Your goal – Copy the items below, changing each "mask" to "segmentation" and keeping every other character as it is.

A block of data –
---+---
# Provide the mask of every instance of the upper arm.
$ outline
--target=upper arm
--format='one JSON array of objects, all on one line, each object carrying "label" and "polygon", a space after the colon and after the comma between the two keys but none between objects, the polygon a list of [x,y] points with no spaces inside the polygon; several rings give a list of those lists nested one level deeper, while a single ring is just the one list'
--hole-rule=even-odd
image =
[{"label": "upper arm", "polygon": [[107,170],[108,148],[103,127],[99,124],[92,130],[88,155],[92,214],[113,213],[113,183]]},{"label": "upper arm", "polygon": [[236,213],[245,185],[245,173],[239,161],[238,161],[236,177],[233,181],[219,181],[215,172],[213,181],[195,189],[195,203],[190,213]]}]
---+---
Answer to the problem –
# Provide the segmentation of every instance of the upper arm.
$ outline
--target=upper arm
--format='one JSON array of objects, all on one line, each object carrying "label" and "polygon", a space after the colon and after the comma between the two keys but none between objects, the polygon a list of [x,y] points with no spaces inside the polygon; several rings give a list of those lists nested one level deeper, while a single ring is just the one list'
--hole-rule=even-odd
image =
[{"label": "upper arm", "polygon": [[107,170],[108,148],[103,127],[99,124],[92,130],[88,155],[92,214],[113,213],[113,183]]},{"label": "upper arm", "polygon": [[236,213],[245,185],[245,173],[239,161],[238,161],[236,177],[233,181],[219,181],[215,172],[213,181],[195,189],[195,203],[190,213]]}]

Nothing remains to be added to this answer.